## Instructions
a – Name every acid mentioned in the first post of the precious metal recovery thread.
b – Pick up the precious metal recovery thread where it stops and keep it going.

# precious metal recovery method



## Tahmoures (Jan 30, 2022)

hello to all
im new to metal recovery business and im working about two months on small batches for gold recovery.
the method im using is Aqua regia and it works well for me.
i dissolve base metals in nitric acid and filter gold plated parts that seperates from board surface and after cleaning i dissolve gold in AR and after that the other processes will be done.

im intrested in copper and silver recovery too, I know about silver that i can percipitate silver in AgCl form when i add HCl in my nitric acid solution after gold filtering,
and for copper i know about adding sulfuric acid in hno3 solution for cuso4.5h2o percipitating. im intrested in CuSO4.5H2O pure form because im my country its more expensive than. pure copper form.

but i think these prosedures that i wrote is not that much easy that im thinking because of other base metald.

will you help me how to do this silver and copper separation and how to recover them?

best regards
tahmoures (or you can also say "tahi")


----------



## nickvc (Jan 30, 2022)

## Dataset records
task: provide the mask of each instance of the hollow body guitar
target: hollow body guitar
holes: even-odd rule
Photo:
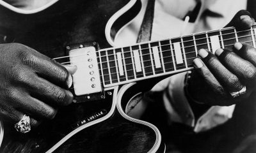
[[[54,12],[54,8],[57,5],[65,6],[65,1],[63,1],[53,5],[52,10],[46,11]],[[104,1],[96,1],[97,5],[95,7],[98,9],[107,4]],[[110,1],[109,4],[111,3],[113,1]],[[40,28],[39,30],[34,29],[38,27],[37,22],[32,24],[33,27],[29,26],[31,27],[27,31],[21,31],[20,33],[14,34],[15,41],[37,50],[47,50],[42,52],[50,57],[65,56],[64,53],[59,53],[56,55],[52,50],[58,49],[52,49],[52,47],[59,46],[61,48],[67,46],[66,48],[69,55],[65,57],[68,58],[68,62],[76,64],[78,68],[77,73],[73,76],[72,89],[76,96],[76,103],[61,108],[54,120],[44,122],[38,128],[31,130],[28,134],[17,134],[12,130],[12,128],[10,129],[10,131],[5,130],[1,152],[164,152],[164,145],[157,128],[150,123],[131,118],[125,114],[125,110],[130,99],[139,93],[149,90],[152,87],[149,84],[154,84],[145,85],[143,80],[150,80],[155,82],[163,77],[192,69],[192,61],[196,57],[198,50],[200,48],[206,48],[213,52],[218,48],[231,48],[232,45],[237,41],[255,47],[255,25],[252,29],[243,31],[237,31],[234,27],[228,27],[180,38],[99,50],[97,44],[93,42],[68,45],[93,41],[96,38],[100,39],[100,45],[108,47],[106,41],[100,38],[104,31],[94,31],[95,34],[88,34],[92,33],[90,29],[96,30],[99,25],[103,24],[106,25],[104,32],[107,40],[114,46],[112,40],[113,36],[115,36],[113,34],[124,25],[124,22],[127,23],[124,18],[127,21],[132,19],[141,6],[140,1],[126,1],[125,3],[122,1],[122,4],[118,3],[119,1],[114,3],[120,8],[116,13],[113,13],[115,10],[112,10],[106,12],[103,11],[104,17],[100,15],[96,17],[102,17],[102,21],[106,20],[106,14],[107,17],[111,17],[106,22],[99,22],[99,19],[95,21],[95,17],[84,19],[84,16],[82,19],[79,17],[70,18],[75,19],[70,21],[66,19],[68,18],[65,16],[70,13],[69,10],[61,14],[65,16],[63,20],[58,19],[57,20],[55,16],[50,18],[55,22],[52,23],[61,22],[54,24],[53,28],[52,25],[49,26],[48,30],[52,32],[50,33],[52,40],[58,38],[54,41],[51,40],[49,36],[45,38],[42,32],[40,33],[42,35],[35,34],[42,30]],[[92,3],[95,4],[88,2],[86,4]],[[79,8],[76,4],[73,6],[74,10]],[[82,6],[81,10],[83,10]],[[83,14],[92,14],[93,12],[88,11]],[[17,15],[10,12],[8,14],[12,17]],[[70,17],[76,14],[72,14]],[[31,20],[35,17],[44,18],[44,14],[37,15],[32,15],[28,18]],[[2,19],[8,21],[8,18]],[[70,26],[64,26],[63,21],[64,24]],[[72,22],[74,21],[76,24]],[[70,24],[70,22],[72,24]],[[84,22],[90,24],[84,26]],[[44,23],[40,24],[45,26]],[[17,30],[18,27],[13,25],[10,27]],[[83,29],[84,26],[85,32]],[[43,29],[45,29],[45,27],[48,26]],[[57,32],[56,29],[58,29]],[[65,33],[67,31],[72,33]],[[69,38],[60,38],[59,34],[63,36],[63,33]],[[24,36],[27,36],[25,39],[21,38]],[[38,36],[42,36],[40,40],[33,39]],[[84,36],[89,36],[85,39]],[[44,43],[44,45],[35,45],[38,42]],[[57,61],[62,59],[56,59]],[[134,83],[137,82],[139,83]],[[4,124],[5,127],[8,126],[10,125]]]
[[[141,4],[136,0],[78,0],[72,3],[62,0],[29,15],[17,13],[2,6],[0,19],[3,22],[0,33],[7,36],[6,42],[24,44],[52,58],[63,57],[68,52],[77,54],[76,49],[81,45],[92,45],[97,48],[95,41],[102,47],[110,47],[104,38],[105,33],[110,35],[110,32],[111,34],[117,32],[137,15]],[[84,48],[88,50],[81,48]],[[98,53],[93,49],[90,52],[92,55]],[[93,57],[92,55],[90,58]],[[89,58],[87,53],[82,57],[85,61]],[[56,61],[72,61],[71,58],[63,59]],[[97,62],[98,59],[92,59],[92,62]],[[97,67],[97,64],[94,64],[93,69]],[[92,71],[86,68],[83,71]],[[93,75],[79,75],[84,80],[93,76],[95,84],[97,79],[101,82],[102,78],[97,76],[101,74],[100,71],[94,71]],[[84,76],[86,75],[90,77]],[[18,133],[13,125],[4,122],[0,152],[164,152],[160,133],[154,126],[125,114],[123,107],[125,105],[118,102],[118,85],[104,87],[102,84],[99,85],[100,92],[93,92],[95,88],[90,82],[87,83],[84,91],[88,92],[75,95],[76,103],[60,108],[54,119],[44,121],[28,133]],[[99,84],[96,85],[98,89]],[[74,84],[72,90],[80,92],[79,87]]]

## Task responses
a – Aqua regia, nitric acid, hydrochloric acid, sulfuric acid

b –
Welcome to the forum.
To recover your copper you could cement your solutions with iron or steel, this will not be pure copper so to get that you need to set up a copper cell and feed the recovered copper into the cell, the electrolytic refining of copper is the oldest electrolytic process and is covered in detail no doubt in many languages on the internet so you should be able to make that possible, from there you have pure copper if you run your cell properly and then you can make whatever you want , the reason the price is higher for the product you want is the processing costs are higher .


----------



## Tahmoures (Jan 30, 2022)

Tahmoures said:


> hello to all
> im new to metal recovery business and im working about two months on small batches for gold recovery.
> the method im using is Aqua regia and it works well for me.
> i dissolve base metals in nitric acid and filter gold plated parts that seperates from board surface and after cleaning i dissolve gold in AR and after that the other processes will be done.
> ...



one part is missing
i work on weee like telecom board scraps or cpus or rams and etc.


----------



## Tahmoures (Jan 30, 2022)

nickvc said:


> Welcome to the forum.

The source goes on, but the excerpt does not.